## GIVEN DATA
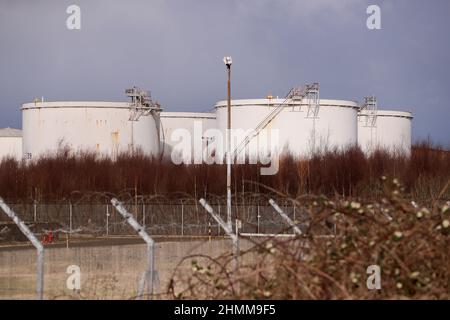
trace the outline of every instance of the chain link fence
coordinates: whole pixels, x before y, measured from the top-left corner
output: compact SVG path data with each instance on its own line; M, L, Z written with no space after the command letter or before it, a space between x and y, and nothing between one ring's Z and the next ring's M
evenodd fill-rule
M233 223L241 222L242 233L292 233L267 201L235 202ZM306 218L301 208L279 200L279 205L296 223ZM226 219L226 202L211 201L214 210ZM223 236L223 230L193 199L164 202L125 202L125 208L153 236ZM134 235L116 209L109 203L19 203L11 208L38 234L86 234L94 236ZM11 223L0 215L0 237ZM4 239L3 239L4 240Z

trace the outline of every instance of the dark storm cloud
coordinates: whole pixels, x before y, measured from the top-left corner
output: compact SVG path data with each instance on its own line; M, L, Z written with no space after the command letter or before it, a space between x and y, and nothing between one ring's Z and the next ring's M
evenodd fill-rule
M81 7L81 30L66 8ZM382 30L366 28L378 4ZM450 2L357 0L0 2L0 127L46 100L124 100L152 90L165 110L204 111L226 94L285 95L318 81L323 98L414 112L414 137L450 143Z

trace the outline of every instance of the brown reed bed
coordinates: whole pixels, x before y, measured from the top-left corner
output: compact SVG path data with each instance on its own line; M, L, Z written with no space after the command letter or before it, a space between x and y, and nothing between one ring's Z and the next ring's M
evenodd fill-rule
M383 150L365 156L358 147L329 150L312 159L287 155L276 175L261 176L259 165L233 166L233 189L238 193L265 193L260 184L296 198L303 194L379 198L380 177L398 178L406 195L418 201L449 199L450 152L430 143L413 146L411 157ZM170 160L137 152L117 161L94 153L61 150L25 164L0 162L0 196L14 202L60 201L86 193L205 197L225 191L224 165L175 165Z

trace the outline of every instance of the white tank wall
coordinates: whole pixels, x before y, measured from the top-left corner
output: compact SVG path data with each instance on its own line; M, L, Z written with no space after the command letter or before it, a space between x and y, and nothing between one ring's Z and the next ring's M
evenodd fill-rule
M232 128L254 129L283 99L251 99L232 101ZM215 106L215 113L161 112L158 116L142 116L129 121L130 109L126 102L38 102L24 104L23 141L20 137L0 137L0 157L5 152L23 154L25 158L39 157L55 152L59 146L69 146L72 151L89 150L114 157L119 152L141 148L146 154L181 154L185 162L203 157L207 147L215 148L224 138L227 124L226 101ZM306 104L292 104L263 131L278 129L281 151L293 155L310 155L326 148L356 144L368 152L381 147L411 150L411 119L408 112L378 111L377 126L364 126L364 112L358 115L356 102L345 100L320 100L318 118L307 117ZM161 125L159 123L161 121ZM201 131L201 141L194 141L195 128ZM223 136L214 137L210 129L218 129ZM180 144L173 133L185 129L192 138L189 145ZM260 135L263 135L260 133ZM241 137L241 140L245 134ZM159 140L161 138L161 141ZM179 137L178 137L179 138ZM197 137L198 138L198 137ZM250 154L256 153L254 138ZM22 141L21 143L18 141ZM235 141L235 145L240 141ZM222 141L223 149L225 141ZM23 150L22 150L23 145ZM20 146L20 147L19 147ZM8 150L8 151L5 151ZM12 151L10 151L12 150ZM19 159L21 156L18 157Z
M212 135L208 131L217 127L215 114L161 112L160 118L161 142L166 157L176 155L184 163L193 163L195 159L202 159L203 152L211 143ZM183 132L189 135L190 141L182 141L180 135Z
M255 99L232 101L232 129L255 128L283 99ZM216 104L217 124L225 132L227 124L226 101ZM326 148L344 147L357 143L357 103L344 100L320 100L316 119L307 117L306 104L294 104L284 110L265 130L279 130L281 152L294 156L310 155ZM255 140L256 138L254 138ZM242 141L242 139L241 139ZM237 144L238 142L236 142ZM248 154L256 152L255 141Z
M358 144L361 149L370 153L376 149L384 149L391 153L411 153L411 121L410 112L378 110L376 125L366 125L367 112L358 115Z
M12 157L18 161L22 159L22 137L0 136L0 161L5 157Z
M23 152L35 159L60 146L115 157L132 146L159 153L159 120L153 115L129 121L126 102L38 102L22 107Z

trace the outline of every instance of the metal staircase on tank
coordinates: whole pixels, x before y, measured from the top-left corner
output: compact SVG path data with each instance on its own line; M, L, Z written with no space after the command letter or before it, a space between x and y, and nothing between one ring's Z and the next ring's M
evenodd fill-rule
M131 98L130 121L138 121L141 116L148 116L154 111L161 111L160 104L152 100L148 91L133 87L126 89L125 94Z
M286 95L284 101L277 105L274 110L272 110L255 128L252 130L244 140L239 143L239 145L234 149L233 159L245 149L245 147L250 143L250 141L259 135L259 133L264 130L280 113L285 107L293 105L295 102L301 104L303 100L306 99L308 103L307 117L317 118L319 112L319 84L307 84L304 88L297 87L292 88Z
M375 96L364 97L360 111L367 110L365 114L365 127L374 128L377 125L378 103Z
M304 91L305 96L303 99L306 99L308 105L308 112L306 113L306 117L315 119L319 116L320 108L319 84L307 84Z
M130 118L131 121L131 144L129 144L130 150L134 152L134 123L141 117L152 115L161 112L161 105L158 102L154 102L151 98L150 92L141 90L137 87L133 87L125 90L125 94L131 98L130 102ZM158 140L160 139L160 130L157 129ZM162 156L162 153L161 153Z

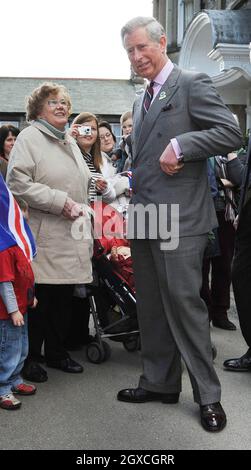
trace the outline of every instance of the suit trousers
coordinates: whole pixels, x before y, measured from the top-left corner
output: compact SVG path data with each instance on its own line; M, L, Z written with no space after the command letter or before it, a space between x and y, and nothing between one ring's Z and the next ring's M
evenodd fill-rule
M236 232L232 283L241 332L251 348L251 199L242 209Z
M143 374L139 386L152 392L181 390L181 356L194 401L220 401L213 367L208 312L200 297L207 235L182 237L173 251L160 240L132 240Z

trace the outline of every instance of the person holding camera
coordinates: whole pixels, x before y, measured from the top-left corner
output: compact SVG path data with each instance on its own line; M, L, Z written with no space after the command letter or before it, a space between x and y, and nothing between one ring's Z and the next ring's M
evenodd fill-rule
M117 209L118 206L121 206L120 196L123 196L129 190L129 181L126 176L116 175L117 168L114 166L112 159L102 151L101 136L103 134L100 128L105 124L110 126L105 121L98 123L94 114L82 112L74 119L70 134L76 139L92 174L89 201L94 201L100 195L104 202ZM112 136L114 140L114 134Z
M107 179L114 176L116 169L107 155L101 151L97 117L88 112L80 113L72 123L70 134L76 139L92 174L89 201L92 202L96 196L102 195L105 202L112 202L116 198L116 193Z

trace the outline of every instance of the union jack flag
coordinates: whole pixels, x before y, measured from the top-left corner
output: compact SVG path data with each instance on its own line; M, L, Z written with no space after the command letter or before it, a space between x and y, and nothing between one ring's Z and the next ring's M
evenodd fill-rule
M36 245L22 211L0 174L0 251L18 245L30 261Z

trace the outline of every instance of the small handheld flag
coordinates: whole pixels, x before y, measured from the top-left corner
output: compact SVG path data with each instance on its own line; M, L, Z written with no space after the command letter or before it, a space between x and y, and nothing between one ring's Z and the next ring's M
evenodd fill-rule
M0 251L18 245L31 261L36 245L22 211L0 174Z

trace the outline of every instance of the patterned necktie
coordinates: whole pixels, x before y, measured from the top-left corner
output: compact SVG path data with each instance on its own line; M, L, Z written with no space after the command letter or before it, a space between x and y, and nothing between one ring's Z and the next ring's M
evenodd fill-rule
M144 111L147 113L148 109L150 108L150 104L153 99L153 86L154 86L154 81L152 80L150 84L148 85L146 92L145 92L145 98L144 98Z

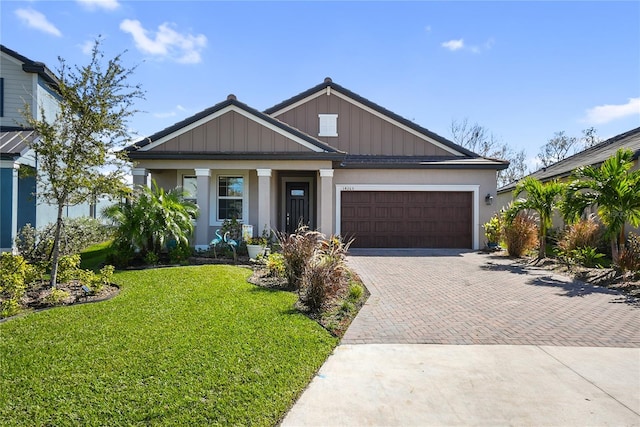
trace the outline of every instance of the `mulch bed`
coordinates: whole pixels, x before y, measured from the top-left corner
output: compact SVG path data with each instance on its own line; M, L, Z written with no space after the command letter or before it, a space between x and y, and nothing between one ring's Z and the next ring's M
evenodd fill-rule
M506 252L504 254L507 256ZM555 258L544 258L538 261L535 257L526 257L517 262L553 271L591 285L613 289L634 298L640 298L640 274L638 273L625 275L613 268L568 266Z
M103 286L100 292L87 294L82 289L82 283L77 280L59 284L57 289L69 293L69 296L58 304L51 304L46 301L47 296L51 293L51 286L49 285L49 282L41 282L36 286L30 287L22 299L22 304L27 308L42 309L60 305L104 301L106 299L113 298L118 294L118 292L120 292L120 288L117 285L109 284Z

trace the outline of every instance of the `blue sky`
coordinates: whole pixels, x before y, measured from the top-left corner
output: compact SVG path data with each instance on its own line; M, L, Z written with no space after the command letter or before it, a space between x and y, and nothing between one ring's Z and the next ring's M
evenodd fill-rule
M556 131L640 126L640 2L5 1L0 41L55 70L98 36L137 65L149 135L229 93L259 110L330 76L444 136L468 118L533 159Z

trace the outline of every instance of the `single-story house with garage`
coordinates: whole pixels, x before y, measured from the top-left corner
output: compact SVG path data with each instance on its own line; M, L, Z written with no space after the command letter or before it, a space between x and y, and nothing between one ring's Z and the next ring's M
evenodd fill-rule
M190 192L197 249L232 216L254 234L302 222L353 247L478 249L509 165L330 78L262 112L229 95L126 151L134 184Z

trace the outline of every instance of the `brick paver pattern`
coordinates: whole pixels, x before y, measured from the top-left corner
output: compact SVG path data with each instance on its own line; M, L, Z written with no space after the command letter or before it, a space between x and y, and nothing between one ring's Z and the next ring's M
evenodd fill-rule
M640 304L616 291L492 254L391 253L348 257L371 296L343 344L640 347Z

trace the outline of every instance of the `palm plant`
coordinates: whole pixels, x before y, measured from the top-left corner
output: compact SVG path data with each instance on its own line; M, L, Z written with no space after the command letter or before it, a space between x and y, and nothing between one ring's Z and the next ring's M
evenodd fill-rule
M624 249L625 224L640 224L640 170L631 171L632 166L633 152L620 149L600 167L576 169L563 203L567 222L576 221L587 207L597 206L614 262Z
M198 207L185 195L180 187L165 191L154 180L151 188L139 186L130 200L104 209L103 216L117 228L115 244L143 256L159 254L171 240L188 245Z
M547 256L547 230L552 225L551 216L553 210L559 205L560 195L563 194L564 189L565 186L558 181L542 183L531 176L526 177L516 185L513 196L518 197L526 192L527 198L515 200L505 211L505 220L508 224L513 222L520 211L531 210L538 214L538 260Z

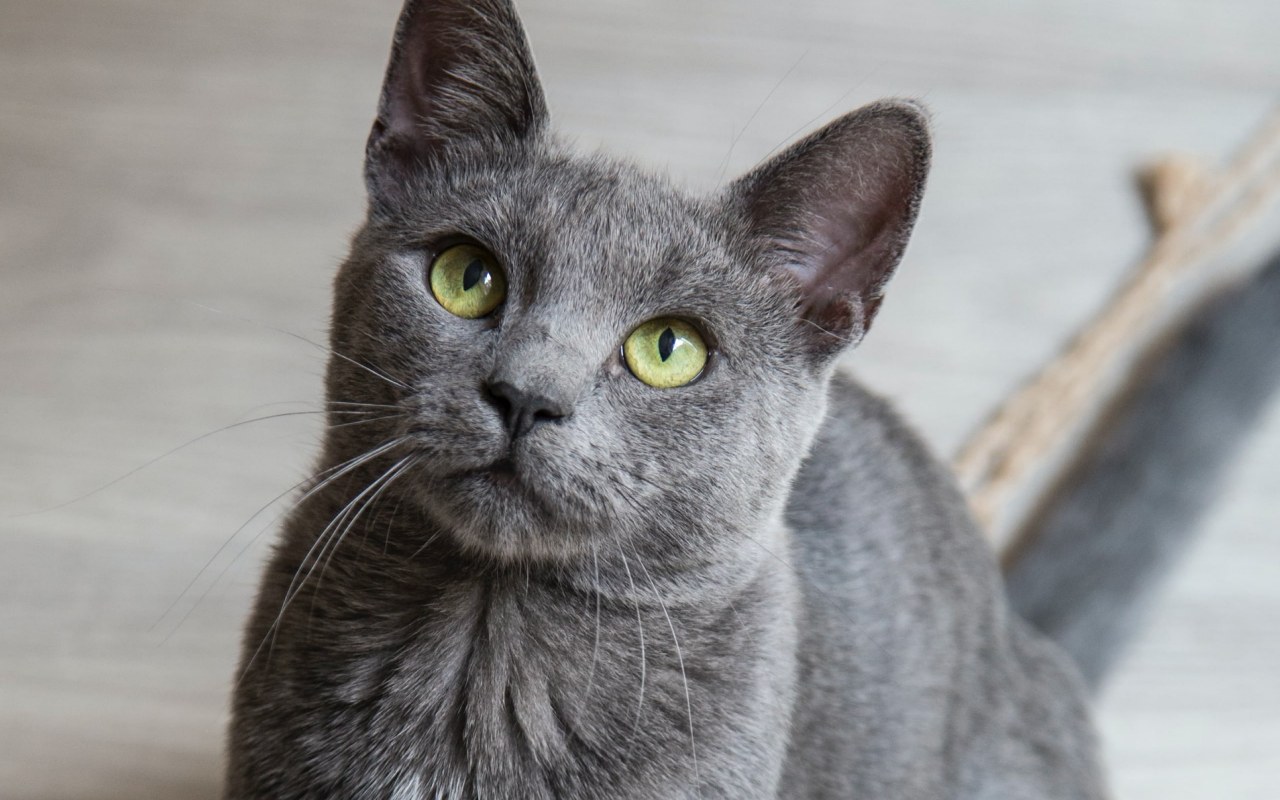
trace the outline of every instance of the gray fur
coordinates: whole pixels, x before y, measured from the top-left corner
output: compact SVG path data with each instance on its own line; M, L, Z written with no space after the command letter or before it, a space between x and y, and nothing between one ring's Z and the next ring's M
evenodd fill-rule
M226 797L1101 797L1079 681L946 471L832 378L915 219L918 107L690 197L568 154L531 64L504 2L406 6ZM459 236L507 274L491 317L426 287ZM672 314L712 359L654 389L619 347ZM513 439L494 381L566 414Z
M1153 356L1029 526L1007 571L1010 600L1066 648L1091 686L1280 388L1278 342L1280 258Z

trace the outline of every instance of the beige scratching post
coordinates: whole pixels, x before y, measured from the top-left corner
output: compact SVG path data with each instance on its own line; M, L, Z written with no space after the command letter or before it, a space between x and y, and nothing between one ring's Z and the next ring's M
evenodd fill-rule
M1221 170L1172 156L1142 171L1139 182L1155 233L1150 250L953 462L974 515L1002 552L1143 356L1190 309L1280 249L1280 109Z

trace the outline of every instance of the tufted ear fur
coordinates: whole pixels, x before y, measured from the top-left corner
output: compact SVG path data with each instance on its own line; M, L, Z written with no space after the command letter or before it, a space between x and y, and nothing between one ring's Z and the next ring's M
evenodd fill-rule
M866 333L929 171L924 110L883 101L827 125L729 188L730 206L799 283L801 324L833 355Z
M365 150L376 206L453 147L501 147L547 126L546 101L510 0L408 0Z

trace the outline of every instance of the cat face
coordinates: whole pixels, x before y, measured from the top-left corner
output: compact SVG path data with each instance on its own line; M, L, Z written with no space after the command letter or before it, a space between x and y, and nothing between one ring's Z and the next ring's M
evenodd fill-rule
M426 184L370 223L337 284L352 313L336 318L336 346L412 391L335 367L347 397L411 410L418 499L438 523L504 557L658 536L704 558L720 532L777 509L821 417L823 364L803 357L794 292L763 277L741 226L625 165L540 147ZM430 286L459 242L491 254L506 284L476 319ZM654 319L705 343L689 383L655 387L628 366L624 343ZM558 414L513 435L499 383Z
M410 3L331 399L404 409L378 434L413 456L400 491L464 548L723 559L780 513L927 157L918 112L877 106L690 197L561 149L505 2Z

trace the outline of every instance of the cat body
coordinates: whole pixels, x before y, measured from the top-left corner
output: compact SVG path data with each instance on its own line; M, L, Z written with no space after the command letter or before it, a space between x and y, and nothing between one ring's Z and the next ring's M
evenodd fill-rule
M411 0L225 796L1102 797L1072 668L835 372L928 160L880 103L693 197L549 133L506 2ZM660 387L664 320L705 364Z
M955 480L837 376L787 519L804 596L780 798L1100 798L1079 677L1006 606Z
M1010 618L949 476L851 381L831 405L769 552L714 592L495 568L374 515L241 684L227 797L1102 797L1078 678Z

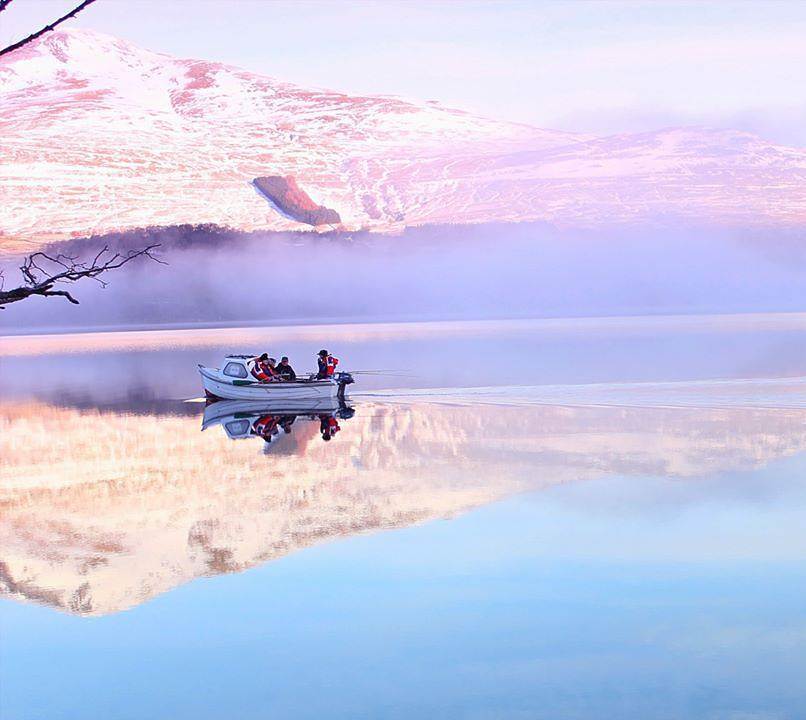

## PROBLEM STATEMENT
In the data above, which lines have "tank"? Report each of them.

## SOLUTION
trace the outline of every instance of the white tank wall
trace the outline of every instance of the metal staircase on tank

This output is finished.